---------- Text block ----------

KETCHUP = beta_dist(a = 4.285476474234375, b = 3.5062989334644894)
prior = KETCHUP.get_pdf()

#Obtain data to update hyperparameters
total_participants = data.shape[0]
how_many_chill_their_ketchup = sum(data['fridge']) 

#Update hyperparameters
KETCHUP.update_beta_params(n = total_participants, num_successes = how_many_chill_their_ketchup)
posterior = KETCHUP.get_pdf()
print("The updated hyperparameters are:")
print(KETCHUP.a, KETCHUP.b)
post_mean = KETCHUP.a/(KETCHUP.a + KETCHUP.b)
MLE = how_many_chill_their_ketchup/total_participants

print("The mean value of our posterior is %s" %post_mean)
print("Our Maximum Likelihood estimate is %s" %MLE)

#Plot prior and posterior
plt.plot(prior['x'], prior['fx'])
plt.plot(posterior['x'], posterior['fx'])
plt.axvline(x=how_many_chill_their_ketchup/total_participants, color = "red")
plt.axvline(x = post_mean, color = "green")
plt.legend(['Prior Distribution', 'Posterior Distribution','ML estimate of p', 'Posterior mean'], loc='upper left')

plt.show()

The updated hyperparameters are:
23.285476474234375 9.506298933464489
The mean value of our posterior is 0.7101011209282497
Our Maximum Likelihood estimate is 0.76

What does all this mean?¶

We started out with a prior distribution on p. The prior distribution represented my beliefs about how likely it was for p (the proportion of people who chill their Tomato Ketchup) to take certain values. I thought it was likely p was just over 0.5 but not by too much.

The results of our experiment indicated that, in OPIG at least, many more than 50% of people store chill their ketchup (The estimated proportion was 0.76).

Taking into account my prior uncertainty regarding p and the data, we arrived a posterior which combined the two in an objective way. Using the posterior mean as an estimate, I now believe that 71% of people put their ketchup in the fridge (compared to the prior mean of 55%).

But can't I just use my prior to bias my results?!¶

Well, yes and no. Lets see what would happen if I used an incredibly strong prior for p, with an expected value of 0.05.

KETCHUP_BAD_PRIOR = beta_dist(a = 5, b = 95)
prior = KETCHUP_BAD_PRIOR.get_pdf()

#Obtain data to update hyperparameters
total_participants = data.shape[0]
how_many_chill_their_ketchup = sum(data['fridge']) 

#Update hyperparameters
KETCHUP_BAD_PRIOR.update_beta_params(n = total_participants, num_successes = how_many_chill_their_ketchup)
posterior = KETCHUP_BAD_PRIOR.get_pdf()
print("The updated hyperparameters are:")
print(KETCHUP_BAD_PRIOR.a, KETCHUP_BAD_PRIOR.b)
post_mean = KETCHUP_BAD_PRIOR.a/(KETCHUP_BAD_PRIOR.a + KETCHUP_BAD_PRIOR.b)
MLE = how_many_chill_their_ketchup/total_participants

print("The mean value of our posterior is %s" %post_mean)
print("Our Maximum Likelihood estimate is %s" %MLE)

---------- Provided data ----------

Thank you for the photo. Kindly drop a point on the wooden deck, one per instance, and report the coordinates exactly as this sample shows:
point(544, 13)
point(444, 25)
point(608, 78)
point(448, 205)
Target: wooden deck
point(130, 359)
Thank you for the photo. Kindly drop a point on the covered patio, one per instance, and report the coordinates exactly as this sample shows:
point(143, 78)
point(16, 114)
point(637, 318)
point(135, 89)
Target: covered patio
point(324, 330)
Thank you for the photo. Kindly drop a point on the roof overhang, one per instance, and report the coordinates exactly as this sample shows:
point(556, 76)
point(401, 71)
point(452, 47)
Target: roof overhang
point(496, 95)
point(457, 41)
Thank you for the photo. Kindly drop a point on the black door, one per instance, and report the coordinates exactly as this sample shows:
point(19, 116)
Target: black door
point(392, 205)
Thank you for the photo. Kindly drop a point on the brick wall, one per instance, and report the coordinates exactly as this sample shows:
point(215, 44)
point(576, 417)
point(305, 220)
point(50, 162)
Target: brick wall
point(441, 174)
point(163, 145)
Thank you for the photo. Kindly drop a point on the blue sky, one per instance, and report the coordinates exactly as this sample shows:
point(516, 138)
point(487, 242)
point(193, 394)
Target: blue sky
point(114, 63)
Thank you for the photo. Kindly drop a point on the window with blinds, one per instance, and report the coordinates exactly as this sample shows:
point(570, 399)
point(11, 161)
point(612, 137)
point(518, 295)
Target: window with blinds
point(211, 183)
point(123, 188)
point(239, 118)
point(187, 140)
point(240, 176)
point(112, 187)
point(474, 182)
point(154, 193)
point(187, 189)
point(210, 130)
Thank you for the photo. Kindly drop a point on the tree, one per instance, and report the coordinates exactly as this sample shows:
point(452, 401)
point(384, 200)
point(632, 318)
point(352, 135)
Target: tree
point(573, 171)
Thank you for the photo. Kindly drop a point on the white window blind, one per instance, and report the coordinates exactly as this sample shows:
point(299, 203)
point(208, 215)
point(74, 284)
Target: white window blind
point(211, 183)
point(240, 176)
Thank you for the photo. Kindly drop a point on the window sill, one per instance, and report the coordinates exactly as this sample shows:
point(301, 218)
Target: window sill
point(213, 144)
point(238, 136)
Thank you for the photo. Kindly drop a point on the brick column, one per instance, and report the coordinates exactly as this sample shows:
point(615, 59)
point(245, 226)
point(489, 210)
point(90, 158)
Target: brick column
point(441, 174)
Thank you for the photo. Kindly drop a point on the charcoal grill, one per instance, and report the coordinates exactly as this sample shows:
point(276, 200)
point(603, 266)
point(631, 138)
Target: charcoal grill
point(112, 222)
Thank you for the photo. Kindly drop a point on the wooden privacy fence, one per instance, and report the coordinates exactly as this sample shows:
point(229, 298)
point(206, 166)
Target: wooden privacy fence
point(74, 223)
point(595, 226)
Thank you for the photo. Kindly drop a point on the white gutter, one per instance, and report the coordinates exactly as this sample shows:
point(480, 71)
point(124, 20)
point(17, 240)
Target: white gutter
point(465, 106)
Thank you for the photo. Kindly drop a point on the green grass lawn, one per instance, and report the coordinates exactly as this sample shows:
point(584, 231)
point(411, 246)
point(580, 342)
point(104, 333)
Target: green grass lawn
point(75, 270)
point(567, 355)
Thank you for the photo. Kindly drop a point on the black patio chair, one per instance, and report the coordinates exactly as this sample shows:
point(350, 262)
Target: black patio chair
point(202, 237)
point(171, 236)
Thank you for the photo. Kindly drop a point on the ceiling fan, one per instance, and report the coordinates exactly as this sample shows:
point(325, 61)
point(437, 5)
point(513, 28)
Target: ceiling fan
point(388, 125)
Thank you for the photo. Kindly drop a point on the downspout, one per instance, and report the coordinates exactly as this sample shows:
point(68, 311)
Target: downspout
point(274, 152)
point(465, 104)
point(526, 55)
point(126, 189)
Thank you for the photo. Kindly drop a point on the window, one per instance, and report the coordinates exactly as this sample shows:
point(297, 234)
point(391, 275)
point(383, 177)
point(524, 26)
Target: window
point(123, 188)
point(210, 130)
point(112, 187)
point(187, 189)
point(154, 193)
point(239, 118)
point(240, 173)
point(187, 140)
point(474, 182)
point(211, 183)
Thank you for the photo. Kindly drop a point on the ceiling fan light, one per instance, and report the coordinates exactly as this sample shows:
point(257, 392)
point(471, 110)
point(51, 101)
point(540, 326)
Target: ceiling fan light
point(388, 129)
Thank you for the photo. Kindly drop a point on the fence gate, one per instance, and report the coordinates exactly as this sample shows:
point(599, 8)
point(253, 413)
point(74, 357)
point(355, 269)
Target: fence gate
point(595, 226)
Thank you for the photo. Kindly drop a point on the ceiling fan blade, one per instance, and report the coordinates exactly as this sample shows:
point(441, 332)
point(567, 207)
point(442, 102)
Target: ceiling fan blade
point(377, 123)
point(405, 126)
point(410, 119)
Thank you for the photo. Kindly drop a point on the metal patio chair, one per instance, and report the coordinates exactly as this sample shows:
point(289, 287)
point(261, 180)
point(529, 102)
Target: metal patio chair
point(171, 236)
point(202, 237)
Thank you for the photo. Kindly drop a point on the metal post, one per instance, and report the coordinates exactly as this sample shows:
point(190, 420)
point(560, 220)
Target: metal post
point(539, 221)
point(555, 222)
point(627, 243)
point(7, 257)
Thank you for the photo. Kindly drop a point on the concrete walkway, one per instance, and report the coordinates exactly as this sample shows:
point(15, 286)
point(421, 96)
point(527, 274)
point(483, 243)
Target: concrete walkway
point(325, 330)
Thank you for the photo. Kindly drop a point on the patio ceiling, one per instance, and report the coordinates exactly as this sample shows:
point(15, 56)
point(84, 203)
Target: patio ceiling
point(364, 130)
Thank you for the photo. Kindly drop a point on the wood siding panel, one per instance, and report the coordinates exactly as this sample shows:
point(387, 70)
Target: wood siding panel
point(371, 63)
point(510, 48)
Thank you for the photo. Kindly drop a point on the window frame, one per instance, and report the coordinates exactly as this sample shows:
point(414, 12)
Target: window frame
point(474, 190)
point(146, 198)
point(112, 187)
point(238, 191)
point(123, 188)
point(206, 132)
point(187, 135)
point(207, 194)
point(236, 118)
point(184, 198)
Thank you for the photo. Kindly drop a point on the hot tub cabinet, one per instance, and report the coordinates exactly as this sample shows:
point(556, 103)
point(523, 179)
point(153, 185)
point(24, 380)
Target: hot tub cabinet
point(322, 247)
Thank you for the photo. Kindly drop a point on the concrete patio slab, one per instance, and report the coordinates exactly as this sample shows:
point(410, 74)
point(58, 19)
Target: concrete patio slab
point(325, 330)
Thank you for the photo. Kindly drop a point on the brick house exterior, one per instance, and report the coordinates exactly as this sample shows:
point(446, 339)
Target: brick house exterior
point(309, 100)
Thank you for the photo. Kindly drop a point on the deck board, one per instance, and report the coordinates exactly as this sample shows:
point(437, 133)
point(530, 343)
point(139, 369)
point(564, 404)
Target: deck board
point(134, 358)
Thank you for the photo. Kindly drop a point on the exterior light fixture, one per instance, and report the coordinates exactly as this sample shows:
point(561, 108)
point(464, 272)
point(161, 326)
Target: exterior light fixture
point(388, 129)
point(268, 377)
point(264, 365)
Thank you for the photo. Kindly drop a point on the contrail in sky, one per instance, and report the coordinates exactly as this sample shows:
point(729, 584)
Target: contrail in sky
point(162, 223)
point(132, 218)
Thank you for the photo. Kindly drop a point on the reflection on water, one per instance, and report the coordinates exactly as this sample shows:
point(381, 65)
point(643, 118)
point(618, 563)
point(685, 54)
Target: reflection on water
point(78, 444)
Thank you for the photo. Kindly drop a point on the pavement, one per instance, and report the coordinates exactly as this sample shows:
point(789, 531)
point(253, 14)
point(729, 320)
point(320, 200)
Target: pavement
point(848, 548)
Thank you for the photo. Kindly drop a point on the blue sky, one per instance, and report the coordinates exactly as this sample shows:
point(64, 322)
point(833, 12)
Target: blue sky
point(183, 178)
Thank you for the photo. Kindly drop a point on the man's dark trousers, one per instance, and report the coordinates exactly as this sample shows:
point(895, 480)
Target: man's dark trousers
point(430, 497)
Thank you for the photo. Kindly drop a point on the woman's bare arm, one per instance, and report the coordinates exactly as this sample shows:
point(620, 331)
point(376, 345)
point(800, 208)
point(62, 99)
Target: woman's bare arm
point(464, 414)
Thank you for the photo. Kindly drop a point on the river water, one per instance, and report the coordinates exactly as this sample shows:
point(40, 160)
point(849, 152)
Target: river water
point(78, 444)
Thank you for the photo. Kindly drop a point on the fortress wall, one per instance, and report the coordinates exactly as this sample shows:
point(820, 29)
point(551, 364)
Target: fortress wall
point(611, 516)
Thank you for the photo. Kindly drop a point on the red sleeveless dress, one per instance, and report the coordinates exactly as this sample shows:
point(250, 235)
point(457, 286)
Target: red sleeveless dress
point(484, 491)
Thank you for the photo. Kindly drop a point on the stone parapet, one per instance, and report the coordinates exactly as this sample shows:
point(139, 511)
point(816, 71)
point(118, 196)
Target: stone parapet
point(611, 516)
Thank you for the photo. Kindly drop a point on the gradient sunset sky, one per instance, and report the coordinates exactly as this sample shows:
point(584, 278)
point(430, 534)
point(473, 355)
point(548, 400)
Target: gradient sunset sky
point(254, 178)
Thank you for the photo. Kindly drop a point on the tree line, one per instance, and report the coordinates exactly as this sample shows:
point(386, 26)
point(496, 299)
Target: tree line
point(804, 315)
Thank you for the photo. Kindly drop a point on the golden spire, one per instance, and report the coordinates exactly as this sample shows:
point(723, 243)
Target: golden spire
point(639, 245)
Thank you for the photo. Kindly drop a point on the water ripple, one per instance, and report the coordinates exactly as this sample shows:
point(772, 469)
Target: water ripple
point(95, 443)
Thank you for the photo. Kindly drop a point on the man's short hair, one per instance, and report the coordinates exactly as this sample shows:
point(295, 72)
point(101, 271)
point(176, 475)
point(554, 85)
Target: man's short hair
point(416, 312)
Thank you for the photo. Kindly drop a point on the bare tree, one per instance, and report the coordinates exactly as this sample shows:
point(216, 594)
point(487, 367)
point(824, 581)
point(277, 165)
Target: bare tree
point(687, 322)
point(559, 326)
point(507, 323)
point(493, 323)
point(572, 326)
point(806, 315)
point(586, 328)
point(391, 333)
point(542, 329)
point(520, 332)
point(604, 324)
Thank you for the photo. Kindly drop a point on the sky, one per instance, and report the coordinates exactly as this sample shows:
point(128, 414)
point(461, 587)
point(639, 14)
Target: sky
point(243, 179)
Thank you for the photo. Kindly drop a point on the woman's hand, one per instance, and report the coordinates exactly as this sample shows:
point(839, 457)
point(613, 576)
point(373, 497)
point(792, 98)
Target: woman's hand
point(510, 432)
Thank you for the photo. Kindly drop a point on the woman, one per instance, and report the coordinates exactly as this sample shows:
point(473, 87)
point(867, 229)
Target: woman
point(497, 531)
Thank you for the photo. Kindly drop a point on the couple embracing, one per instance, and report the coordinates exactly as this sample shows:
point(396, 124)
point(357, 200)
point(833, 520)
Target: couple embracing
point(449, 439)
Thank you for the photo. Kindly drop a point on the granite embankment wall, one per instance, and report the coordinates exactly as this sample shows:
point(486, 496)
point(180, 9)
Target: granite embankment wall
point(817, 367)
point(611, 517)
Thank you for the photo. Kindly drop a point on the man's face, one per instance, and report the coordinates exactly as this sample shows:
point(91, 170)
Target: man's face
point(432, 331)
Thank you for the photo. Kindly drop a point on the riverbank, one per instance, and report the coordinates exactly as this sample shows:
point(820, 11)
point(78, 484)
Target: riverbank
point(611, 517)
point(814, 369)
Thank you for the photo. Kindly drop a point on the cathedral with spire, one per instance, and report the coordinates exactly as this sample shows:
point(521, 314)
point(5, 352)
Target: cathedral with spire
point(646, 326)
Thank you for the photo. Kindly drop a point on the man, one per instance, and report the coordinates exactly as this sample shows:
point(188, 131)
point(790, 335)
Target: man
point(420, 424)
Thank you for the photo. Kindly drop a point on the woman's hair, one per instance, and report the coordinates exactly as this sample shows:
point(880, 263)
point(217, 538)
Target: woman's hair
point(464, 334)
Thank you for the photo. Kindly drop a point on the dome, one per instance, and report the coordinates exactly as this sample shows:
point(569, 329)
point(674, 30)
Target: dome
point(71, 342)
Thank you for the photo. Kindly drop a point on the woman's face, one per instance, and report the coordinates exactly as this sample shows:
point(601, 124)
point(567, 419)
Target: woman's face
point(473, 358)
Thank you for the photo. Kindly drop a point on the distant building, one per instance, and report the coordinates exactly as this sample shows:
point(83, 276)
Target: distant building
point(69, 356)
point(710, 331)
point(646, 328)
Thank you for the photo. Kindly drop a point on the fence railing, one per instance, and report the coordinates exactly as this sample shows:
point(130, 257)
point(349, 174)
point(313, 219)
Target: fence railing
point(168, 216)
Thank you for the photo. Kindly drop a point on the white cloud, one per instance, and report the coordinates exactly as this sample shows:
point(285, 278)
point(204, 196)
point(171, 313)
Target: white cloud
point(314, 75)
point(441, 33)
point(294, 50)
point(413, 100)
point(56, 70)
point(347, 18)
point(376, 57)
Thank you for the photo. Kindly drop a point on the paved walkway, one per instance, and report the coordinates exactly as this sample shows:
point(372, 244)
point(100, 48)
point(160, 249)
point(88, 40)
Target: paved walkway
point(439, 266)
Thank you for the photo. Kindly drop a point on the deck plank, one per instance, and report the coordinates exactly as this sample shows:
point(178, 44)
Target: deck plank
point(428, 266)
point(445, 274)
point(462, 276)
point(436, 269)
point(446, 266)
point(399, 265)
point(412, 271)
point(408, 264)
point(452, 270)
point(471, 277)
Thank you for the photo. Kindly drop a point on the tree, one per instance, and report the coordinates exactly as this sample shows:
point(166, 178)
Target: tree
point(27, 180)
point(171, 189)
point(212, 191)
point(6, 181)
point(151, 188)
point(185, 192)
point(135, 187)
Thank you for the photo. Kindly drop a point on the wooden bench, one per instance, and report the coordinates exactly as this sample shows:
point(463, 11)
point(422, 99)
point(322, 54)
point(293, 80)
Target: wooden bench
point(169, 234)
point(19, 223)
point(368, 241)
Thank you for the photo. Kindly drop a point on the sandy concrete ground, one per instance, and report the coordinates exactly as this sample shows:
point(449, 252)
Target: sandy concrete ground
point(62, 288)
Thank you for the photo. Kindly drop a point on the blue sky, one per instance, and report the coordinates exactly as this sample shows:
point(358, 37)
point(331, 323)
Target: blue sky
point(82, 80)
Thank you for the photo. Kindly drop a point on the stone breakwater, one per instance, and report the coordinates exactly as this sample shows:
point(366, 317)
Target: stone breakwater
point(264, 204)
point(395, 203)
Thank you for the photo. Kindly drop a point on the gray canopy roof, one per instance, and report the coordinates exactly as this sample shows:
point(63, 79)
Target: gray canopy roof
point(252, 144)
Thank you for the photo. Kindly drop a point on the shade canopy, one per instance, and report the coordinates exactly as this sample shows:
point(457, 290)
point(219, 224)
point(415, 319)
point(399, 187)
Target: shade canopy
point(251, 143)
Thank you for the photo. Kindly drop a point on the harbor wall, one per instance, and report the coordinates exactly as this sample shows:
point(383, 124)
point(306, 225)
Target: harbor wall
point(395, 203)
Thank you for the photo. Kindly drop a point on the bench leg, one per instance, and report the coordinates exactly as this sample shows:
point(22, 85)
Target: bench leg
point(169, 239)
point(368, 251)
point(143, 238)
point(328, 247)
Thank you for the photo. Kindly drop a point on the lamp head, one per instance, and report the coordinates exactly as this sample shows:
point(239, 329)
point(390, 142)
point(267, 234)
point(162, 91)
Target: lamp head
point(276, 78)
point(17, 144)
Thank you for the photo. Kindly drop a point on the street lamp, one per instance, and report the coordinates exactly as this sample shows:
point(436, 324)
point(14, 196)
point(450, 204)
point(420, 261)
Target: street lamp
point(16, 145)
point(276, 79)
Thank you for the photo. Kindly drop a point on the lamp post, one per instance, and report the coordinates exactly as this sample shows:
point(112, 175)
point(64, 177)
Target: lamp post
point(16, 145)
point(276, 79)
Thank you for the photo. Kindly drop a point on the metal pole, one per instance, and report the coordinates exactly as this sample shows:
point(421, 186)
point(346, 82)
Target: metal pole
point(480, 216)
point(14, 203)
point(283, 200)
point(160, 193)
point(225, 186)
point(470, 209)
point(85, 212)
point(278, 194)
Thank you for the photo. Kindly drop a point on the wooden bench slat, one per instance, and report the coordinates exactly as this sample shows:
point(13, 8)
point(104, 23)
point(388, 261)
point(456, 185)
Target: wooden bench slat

----------

■ **Problem A**: According to the ketchup text, what was the prior mean for the proportion of people who put their ketchup in the fridge?
■ **Problem B**: Switch "covered patio" to "shaded porch" in the listing, and reproduce only the lines from the first line of the listing through the line with "point(392, 205)", both included, leaving all else unchanged.

■ **Reply A**: 55%

■ **Reply B**:
Thank you for the photo. Kindly drop a point on the wooden deck, one per instance, and report the coordinates exactly as this sample shows:
point(544, 13)
point(444, 25)
point(608, 78)
point(448, 205)
Target: wooden deck
point(130, 359)
Thank you for the photo. Kindly drop a point on the shaded porch, one per instance, and report the coordinates exactly as this sample shows:
point(143, 78)
point(16, 114)
point(637, 318)
point(135, 89)
Target: shaded porch
point(324, 330)
Thank you for the photo. Kindly drop a point on the roof overhang, one per instance, and report the coordinates exactly as this sample shows:
point(556, 76)
point(401, 71)
point(452, 47)
Target: roof overhang
point(496, 95)
point(457, 41)
Thank you for the photo. Kindly drop a point on the black door, one per instance, and report the coordinates exactly as this sample shows:
point(19, 116)
Target: black door
point(392, 205)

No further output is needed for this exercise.